**DATASET CONTENT:**
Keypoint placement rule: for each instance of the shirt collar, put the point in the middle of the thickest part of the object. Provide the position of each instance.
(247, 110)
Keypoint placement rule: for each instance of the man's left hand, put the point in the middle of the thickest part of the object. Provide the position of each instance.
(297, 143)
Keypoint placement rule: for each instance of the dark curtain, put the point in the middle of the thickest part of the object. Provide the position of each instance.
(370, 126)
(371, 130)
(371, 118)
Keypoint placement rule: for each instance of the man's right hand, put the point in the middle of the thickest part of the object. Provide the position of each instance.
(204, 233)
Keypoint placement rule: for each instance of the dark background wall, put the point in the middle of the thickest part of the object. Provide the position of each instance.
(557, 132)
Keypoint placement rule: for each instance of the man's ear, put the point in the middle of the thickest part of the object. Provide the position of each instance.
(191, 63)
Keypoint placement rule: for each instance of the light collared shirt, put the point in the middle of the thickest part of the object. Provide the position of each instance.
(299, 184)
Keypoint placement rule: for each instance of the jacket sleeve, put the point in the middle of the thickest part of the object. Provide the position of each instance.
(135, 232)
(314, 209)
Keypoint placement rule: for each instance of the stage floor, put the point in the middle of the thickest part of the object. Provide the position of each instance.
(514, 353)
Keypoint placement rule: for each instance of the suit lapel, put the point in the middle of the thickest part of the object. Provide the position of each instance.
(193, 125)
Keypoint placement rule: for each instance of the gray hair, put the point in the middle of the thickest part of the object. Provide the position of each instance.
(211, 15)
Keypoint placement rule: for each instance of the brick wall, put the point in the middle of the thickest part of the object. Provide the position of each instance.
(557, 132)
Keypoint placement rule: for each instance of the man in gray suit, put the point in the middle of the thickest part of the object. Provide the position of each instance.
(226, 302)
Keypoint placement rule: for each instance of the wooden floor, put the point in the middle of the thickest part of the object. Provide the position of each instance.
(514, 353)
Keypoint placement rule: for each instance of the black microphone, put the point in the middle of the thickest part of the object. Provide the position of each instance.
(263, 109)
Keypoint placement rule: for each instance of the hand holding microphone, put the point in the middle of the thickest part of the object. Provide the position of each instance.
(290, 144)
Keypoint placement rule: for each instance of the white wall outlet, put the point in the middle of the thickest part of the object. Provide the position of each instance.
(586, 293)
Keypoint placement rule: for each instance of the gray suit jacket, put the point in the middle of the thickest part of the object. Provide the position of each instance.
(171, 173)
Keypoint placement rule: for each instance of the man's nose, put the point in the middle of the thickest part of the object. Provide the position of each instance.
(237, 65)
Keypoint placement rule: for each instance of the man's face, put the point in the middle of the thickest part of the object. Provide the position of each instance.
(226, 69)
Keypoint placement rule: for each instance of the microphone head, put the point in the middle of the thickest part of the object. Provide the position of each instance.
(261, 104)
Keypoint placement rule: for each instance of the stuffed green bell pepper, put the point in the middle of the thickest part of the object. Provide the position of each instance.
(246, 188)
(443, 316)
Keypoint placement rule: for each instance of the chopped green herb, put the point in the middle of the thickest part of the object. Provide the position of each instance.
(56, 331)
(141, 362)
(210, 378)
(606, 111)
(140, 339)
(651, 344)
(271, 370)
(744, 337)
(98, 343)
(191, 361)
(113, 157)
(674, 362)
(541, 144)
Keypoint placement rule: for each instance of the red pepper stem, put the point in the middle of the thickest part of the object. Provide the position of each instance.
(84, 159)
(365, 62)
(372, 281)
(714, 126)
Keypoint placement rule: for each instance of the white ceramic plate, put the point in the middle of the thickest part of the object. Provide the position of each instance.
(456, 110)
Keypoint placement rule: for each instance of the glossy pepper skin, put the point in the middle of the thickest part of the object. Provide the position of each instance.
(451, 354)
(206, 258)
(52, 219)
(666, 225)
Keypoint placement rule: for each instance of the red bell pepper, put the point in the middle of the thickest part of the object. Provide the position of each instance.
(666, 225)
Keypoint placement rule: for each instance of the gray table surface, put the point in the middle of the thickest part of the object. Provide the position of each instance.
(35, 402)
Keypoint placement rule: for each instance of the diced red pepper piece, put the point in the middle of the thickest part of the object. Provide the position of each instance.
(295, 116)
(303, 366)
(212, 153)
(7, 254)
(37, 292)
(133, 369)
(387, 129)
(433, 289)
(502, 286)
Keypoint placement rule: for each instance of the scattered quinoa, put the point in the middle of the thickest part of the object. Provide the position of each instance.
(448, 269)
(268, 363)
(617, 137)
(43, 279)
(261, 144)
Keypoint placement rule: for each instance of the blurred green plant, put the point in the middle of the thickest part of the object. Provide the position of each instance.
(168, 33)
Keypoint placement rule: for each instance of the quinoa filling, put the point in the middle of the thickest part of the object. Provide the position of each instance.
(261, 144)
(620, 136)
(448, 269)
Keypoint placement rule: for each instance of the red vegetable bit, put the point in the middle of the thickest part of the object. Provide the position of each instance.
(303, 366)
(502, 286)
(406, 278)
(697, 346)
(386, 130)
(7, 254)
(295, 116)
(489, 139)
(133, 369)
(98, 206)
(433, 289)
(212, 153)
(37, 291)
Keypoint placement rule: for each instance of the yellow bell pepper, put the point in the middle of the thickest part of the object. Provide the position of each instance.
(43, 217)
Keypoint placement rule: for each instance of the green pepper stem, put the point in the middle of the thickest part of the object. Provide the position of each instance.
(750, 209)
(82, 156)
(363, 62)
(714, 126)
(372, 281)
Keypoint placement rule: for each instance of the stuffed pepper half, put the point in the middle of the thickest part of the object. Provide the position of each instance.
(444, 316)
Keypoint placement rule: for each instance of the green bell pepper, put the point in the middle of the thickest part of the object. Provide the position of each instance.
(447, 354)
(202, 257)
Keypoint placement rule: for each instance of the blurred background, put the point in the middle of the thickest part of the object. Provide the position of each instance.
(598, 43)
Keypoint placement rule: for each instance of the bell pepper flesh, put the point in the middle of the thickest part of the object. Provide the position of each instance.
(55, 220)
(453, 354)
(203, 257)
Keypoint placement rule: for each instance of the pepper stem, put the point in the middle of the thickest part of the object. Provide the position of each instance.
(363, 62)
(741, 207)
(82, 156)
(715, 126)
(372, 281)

==

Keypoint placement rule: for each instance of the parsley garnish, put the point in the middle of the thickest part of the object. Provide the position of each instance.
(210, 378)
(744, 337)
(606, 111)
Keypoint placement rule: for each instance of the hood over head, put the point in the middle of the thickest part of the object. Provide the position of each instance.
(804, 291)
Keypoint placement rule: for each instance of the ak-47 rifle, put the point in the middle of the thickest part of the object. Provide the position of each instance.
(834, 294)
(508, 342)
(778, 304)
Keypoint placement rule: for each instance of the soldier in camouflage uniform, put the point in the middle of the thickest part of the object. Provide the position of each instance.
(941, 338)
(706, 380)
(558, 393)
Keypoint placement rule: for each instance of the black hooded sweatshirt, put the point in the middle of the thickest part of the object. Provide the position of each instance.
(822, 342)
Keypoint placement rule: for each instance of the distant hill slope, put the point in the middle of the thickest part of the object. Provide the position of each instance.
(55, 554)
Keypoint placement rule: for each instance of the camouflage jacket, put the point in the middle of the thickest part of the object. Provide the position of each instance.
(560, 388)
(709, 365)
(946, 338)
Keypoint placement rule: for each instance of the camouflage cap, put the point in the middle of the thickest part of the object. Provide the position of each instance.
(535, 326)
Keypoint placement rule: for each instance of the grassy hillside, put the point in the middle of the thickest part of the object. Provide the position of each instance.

--

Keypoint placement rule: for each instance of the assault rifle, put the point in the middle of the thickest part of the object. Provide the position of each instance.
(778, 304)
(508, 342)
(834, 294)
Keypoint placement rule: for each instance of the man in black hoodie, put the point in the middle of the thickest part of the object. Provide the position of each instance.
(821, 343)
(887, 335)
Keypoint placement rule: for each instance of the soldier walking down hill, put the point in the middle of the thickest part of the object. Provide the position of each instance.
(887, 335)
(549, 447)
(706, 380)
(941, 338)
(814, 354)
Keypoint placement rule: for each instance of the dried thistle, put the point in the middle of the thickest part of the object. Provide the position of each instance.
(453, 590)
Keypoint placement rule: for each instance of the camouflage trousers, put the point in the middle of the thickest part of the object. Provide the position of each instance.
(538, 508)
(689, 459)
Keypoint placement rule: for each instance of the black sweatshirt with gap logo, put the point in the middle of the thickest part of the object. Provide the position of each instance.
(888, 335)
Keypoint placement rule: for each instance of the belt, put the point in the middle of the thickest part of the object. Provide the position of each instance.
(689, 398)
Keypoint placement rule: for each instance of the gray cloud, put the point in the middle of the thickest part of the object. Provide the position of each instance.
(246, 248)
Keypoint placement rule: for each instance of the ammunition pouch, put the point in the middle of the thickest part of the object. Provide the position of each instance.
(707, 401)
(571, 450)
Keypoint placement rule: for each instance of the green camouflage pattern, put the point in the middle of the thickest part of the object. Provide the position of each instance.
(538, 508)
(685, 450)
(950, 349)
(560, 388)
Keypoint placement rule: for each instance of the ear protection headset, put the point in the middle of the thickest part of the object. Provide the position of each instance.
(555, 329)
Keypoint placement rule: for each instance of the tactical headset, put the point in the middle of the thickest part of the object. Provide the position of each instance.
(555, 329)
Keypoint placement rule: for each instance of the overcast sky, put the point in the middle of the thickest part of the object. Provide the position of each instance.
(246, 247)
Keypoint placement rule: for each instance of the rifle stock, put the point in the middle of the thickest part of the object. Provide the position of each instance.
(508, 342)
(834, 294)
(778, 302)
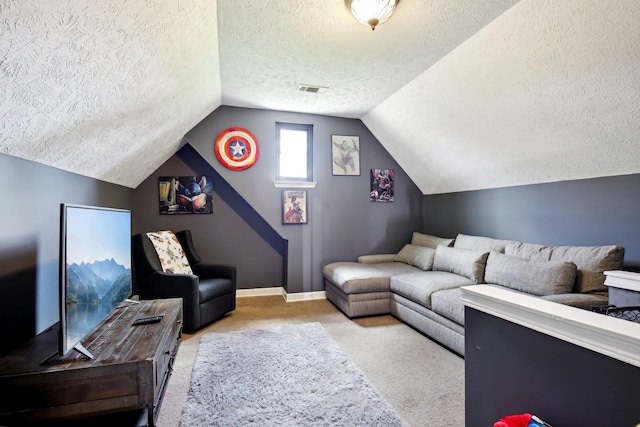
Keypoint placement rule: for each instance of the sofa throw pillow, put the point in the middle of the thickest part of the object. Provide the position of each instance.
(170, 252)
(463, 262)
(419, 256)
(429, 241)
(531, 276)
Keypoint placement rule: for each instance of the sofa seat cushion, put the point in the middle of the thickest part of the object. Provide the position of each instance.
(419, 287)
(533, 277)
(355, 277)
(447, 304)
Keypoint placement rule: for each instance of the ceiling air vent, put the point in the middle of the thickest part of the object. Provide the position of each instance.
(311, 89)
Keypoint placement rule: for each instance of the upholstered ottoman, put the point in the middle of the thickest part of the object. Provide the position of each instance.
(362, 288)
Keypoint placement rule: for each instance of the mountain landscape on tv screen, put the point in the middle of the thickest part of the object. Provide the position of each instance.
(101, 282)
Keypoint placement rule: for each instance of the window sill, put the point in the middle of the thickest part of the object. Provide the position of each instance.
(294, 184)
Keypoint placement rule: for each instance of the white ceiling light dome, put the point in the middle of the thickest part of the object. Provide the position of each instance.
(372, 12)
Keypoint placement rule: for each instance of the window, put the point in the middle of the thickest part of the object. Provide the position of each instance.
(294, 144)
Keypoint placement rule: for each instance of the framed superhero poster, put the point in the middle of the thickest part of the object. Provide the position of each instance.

**TASK DESCRIPTION:** Using the entries shown above, reproduce verbatim the lines from the line bearing "Keypoint placement rule: for each instance of the mountain" to the line bearing "Keypoint placement rule: for each instance of the framed", inclusive.

**RESULT:**
Keypoint placement rule: for each instance of the mountain landscape on tv screen, put the point in the middle of the thickest part of the object. Provide the position of each instance.
(101, 282)
Keypoint placement rule: for each instance of the window sill, put the point in the middle of the thickest part of the object. Provide the position of each instance.
(294, 184)
Keypoint placement rule: for each instance of the white ceiling light dome, put the point in the middle of the thickest part of the object. Provide the position of each instance.
(372, 12)
Keypoint placement rule: for each instance of the window, put the point in the middle of the thickest part of the object. Provide the position of each instance.
(294, 144)
Keypoint placement rule: for each instance of the framed superhero poster, put the point in the middle of the thickest part of the object. Provide the position of each instance.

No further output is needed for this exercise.